Excerto do documento:
================

O ora Signatário, Nuno de Oliveira Garcia, designado pelo Conselho Deontológico do Centro de Arbitragem Administrativa (CAAD) para formar o Tribunal Arbitral Singular, decide no seguinte:

 

  1. RELATÓRIO

No dia 17.02.2017, o contribuinte A…, NIF …, apresentou um pedido de constituição do tribunal arbitral singular, nos termos das disposições conjugadas dos artigos 2.º e 10.º do Decreto-Lei n.º 10/2011, de 20 de janeiro (‘Regime Jurídico da Arbitragem em Matéria Tributária’, doravante apenas RJAT), em que é Requerida a Autoridade Tributária e Aduaneira (doravante apenas AT).

O pedido de constituição do tribunal arbitral foi aceite pelo Exmo. Presidente do CAAD, e automaticamente notificado à AT em 24.02.2017.

A Requerente não procedeu à nomeação de árbitro, pelo que, nos termos do disposto na alínea a) do n.º 2 do artigo 6.º e da alínea b) do n.º 1 do artigo 11.º do Decreto-Lei n.º 10/2011, de 20 de janeiro, com a redação introduzida pelo artigo 228.º da Lei n.º 66-B/2012, de 31 de dezembro, o Conselho Deontológico do CAAD designou como árbitro do tribunal arbitral singular o ora Signatário, que comunicou a aceitação do encargo no prazo aplicável, tendo seguidamente o CAAD notificado as partes dessa designação em 28.04.2017.

Nessa mesma data, em 28.04.2017, o presente tribunal arbitral foi constituído.

================

Excertos dos registos:
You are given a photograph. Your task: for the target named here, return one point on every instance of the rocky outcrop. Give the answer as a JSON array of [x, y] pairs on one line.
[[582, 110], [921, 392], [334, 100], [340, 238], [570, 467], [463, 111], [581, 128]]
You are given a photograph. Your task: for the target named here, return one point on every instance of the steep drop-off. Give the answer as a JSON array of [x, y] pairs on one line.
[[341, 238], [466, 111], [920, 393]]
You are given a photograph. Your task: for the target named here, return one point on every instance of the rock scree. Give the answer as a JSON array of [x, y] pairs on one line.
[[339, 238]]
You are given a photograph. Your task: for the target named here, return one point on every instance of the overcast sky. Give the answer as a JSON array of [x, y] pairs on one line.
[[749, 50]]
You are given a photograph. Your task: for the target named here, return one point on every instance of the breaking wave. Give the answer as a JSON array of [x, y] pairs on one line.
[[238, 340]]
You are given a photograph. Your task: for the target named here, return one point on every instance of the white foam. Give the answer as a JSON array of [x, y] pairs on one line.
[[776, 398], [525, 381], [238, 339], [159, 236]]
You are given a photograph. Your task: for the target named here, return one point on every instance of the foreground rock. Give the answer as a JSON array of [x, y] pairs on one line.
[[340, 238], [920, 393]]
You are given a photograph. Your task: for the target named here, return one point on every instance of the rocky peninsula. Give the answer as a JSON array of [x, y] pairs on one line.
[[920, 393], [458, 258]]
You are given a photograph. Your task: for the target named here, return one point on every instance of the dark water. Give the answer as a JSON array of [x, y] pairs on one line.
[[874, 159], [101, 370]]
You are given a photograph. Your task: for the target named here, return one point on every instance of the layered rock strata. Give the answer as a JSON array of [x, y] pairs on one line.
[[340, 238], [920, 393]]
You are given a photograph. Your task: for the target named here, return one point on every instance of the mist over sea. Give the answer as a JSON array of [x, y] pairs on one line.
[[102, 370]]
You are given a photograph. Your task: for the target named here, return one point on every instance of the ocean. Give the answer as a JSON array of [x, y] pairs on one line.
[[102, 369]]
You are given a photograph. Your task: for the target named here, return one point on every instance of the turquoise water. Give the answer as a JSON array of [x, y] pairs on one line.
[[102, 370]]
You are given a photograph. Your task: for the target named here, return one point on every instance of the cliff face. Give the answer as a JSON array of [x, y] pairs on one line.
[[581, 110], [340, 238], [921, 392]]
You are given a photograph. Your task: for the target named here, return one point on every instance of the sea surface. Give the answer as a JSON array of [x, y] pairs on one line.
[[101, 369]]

================

O que fazer: Apresente, sem alterações, o trecho da decisão arbitral que começa em "O ora Signatário, Nuno" e termina em "(doravante apenas AT).". Os registos são material à parte da decisão arbitral.

Resposta final:
O ora Signatário, Nuno de Oliveira Garcia, designado pelo Conselho Deontológico do Centro de Arbitragem Administrativa (CAAD) para formar o Tribunal Arbitral Singular, decide no seguinte:

 

  1. RELATÓRIO

No dia 17.02.2017, o contribuinte A…, NIF …, apresentou um pedido de constituição do tribunal arbitral singular, nos termos das disposições conjugadas dos artigos 2.º e 10.º do Decreto-Lei n.º 10/2011, de 20 de janeiro (‘Regime Jurídico da Arbitragem em Matéria Tributária’, doravante apenas RJAT), em que é Requerida a Autoridade Tributária e Aduaneira (doravante apenas AT).